Every line below containing the word "instance" should be found and copied.
┌──
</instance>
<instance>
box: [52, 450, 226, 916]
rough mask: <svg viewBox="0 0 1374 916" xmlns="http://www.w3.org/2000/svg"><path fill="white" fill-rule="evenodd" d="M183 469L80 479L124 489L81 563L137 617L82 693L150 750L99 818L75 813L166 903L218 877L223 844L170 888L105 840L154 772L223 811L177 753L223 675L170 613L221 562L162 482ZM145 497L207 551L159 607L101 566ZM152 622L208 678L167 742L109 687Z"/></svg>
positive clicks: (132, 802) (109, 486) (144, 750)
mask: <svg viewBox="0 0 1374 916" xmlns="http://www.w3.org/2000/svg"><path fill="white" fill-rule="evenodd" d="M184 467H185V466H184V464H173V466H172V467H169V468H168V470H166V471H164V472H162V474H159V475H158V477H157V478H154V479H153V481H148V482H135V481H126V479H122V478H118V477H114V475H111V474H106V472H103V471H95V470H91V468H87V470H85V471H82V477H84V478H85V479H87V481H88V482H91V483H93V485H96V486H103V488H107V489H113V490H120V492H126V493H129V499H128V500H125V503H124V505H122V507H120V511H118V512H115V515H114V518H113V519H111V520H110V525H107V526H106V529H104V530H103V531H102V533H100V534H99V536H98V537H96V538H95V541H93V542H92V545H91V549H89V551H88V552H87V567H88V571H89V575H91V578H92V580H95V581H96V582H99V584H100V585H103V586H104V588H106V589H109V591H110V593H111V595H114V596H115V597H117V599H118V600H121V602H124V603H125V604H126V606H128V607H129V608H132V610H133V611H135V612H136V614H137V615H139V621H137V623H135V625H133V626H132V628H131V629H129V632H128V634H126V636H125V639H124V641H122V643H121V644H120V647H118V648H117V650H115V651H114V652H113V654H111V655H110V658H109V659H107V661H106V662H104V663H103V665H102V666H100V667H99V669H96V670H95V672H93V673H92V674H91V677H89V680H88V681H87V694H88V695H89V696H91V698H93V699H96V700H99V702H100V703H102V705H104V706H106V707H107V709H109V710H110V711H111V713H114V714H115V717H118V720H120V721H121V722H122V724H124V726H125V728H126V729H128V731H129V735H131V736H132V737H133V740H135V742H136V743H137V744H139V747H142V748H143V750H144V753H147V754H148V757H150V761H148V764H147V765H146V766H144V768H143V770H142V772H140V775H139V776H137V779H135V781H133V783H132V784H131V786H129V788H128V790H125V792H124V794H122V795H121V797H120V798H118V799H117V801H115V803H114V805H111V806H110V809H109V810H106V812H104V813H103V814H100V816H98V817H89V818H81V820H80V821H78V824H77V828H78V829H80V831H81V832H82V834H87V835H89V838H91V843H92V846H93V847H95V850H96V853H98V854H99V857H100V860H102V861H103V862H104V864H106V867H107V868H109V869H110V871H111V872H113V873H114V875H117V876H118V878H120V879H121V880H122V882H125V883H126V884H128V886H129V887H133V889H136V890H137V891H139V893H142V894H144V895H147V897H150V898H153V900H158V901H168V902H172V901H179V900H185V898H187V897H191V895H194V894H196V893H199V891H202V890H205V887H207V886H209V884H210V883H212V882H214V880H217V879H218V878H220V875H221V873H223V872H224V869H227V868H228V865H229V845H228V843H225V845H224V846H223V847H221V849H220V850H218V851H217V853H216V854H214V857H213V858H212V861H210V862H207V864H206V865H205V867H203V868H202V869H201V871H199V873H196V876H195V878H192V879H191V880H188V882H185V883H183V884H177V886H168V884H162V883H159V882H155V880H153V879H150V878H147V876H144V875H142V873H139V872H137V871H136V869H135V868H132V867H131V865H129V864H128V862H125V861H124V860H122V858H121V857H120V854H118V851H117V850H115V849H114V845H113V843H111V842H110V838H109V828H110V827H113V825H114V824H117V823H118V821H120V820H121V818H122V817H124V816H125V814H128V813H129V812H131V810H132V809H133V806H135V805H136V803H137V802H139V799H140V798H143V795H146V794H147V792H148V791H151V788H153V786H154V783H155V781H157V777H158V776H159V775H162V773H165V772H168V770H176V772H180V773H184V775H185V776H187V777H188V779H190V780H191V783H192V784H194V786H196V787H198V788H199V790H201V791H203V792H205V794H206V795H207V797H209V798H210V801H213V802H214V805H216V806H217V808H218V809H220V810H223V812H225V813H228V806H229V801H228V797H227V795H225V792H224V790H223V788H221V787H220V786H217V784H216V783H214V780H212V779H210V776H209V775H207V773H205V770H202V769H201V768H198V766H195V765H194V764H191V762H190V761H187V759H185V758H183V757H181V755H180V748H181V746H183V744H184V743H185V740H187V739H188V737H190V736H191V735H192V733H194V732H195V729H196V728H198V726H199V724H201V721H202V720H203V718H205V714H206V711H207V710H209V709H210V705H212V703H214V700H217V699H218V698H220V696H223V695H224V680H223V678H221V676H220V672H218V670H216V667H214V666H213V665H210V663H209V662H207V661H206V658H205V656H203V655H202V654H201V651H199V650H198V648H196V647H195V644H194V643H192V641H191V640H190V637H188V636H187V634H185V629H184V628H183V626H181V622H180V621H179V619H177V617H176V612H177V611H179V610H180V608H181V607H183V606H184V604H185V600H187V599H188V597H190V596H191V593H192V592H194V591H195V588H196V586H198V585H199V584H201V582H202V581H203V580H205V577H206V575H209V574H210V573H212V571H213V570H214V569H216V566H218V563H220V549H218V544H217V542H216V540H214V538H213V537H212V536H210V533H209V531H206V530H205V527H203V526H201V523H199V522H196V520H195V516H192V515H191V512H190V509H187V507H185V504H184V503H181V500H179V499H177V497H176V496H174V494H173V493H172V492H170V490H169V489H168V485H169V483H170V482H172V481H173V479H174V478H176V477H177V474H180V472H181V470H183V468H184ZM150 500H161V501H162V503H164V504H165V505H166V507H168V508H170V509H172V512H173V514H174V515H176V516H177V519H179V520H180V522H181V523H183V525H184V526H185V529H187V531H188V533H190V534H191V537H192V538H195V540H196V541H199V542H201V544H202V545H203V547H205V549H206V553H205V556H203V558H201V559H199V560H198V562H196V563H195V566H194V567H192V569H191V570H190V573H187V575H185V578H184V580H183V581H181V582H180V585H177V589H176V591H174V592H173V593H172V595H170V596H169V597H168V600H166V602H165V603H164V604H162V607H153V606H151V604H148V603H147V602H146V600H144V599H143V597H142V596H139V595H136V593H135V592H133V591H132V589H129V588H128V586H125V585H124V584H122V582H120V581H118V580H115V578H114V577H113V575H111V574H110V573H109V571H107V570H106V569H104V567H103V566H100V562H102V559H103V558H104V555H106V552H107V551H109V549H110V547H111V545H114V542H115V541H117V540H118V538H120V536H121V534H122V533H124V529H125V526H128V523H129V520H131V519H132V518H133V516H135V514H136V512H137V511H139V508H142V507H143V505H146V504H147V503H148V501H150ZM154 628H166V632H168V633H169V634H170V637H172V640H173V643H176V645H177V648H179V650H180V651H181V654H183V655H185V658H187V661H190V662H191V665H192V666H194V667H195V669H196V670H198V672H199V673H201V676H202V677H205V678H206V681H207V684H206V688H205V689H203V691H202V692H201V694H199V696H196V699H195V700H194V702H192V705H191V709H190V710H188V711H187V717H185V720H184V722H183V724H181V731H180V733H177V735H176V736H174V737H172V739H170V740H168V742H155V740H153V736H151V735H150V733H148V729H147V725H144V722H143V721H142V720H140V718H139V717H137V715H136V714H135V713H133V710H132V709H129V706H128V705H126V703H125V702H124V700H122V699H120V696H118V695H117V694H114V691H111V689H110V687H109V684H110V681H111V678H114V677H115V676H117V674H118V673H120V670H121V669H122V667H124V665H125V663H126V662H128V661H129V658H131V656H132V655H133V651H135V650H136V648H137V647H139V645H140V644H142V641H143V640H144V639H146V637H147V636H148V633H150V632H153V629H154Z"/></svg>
└──
┌──
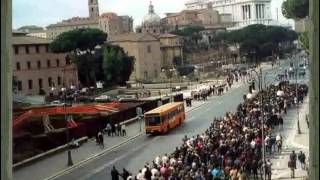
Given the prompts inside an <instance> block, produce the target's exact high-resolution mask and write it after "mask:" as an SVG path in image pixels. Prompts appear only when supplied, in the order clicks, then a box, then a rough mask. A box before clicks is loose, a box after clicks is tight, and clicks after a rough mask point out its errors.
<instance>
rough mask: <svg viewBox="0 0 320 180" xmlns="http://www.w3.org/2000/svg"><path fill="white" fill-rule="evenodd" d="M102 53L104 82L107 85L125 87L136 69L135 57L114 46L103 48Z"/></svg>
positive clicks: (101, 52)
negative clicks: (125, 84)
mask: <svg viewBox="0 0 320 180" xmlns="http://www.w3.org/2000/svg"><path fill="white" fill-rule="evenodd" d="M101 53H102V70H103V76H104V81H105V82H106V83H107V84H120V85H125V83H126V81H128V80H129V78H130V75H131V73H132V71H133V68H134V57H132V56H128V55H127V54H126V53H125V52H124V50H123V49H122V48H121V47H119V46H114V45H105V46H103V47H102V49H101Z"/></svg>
└──
## Result of this exercise
</instance>
<instance>
Given the prompts inside an <instance> block, produce the target's exact high-resolution mask and write it after "mask:" as an SVG path in image pixels. Prompts appear only when supplied, in the order clicks, then a box, then a rough mask. A box before clicks is loose, a box after clicks is tight, and clicks after a rough mask point out its errors.
<instance>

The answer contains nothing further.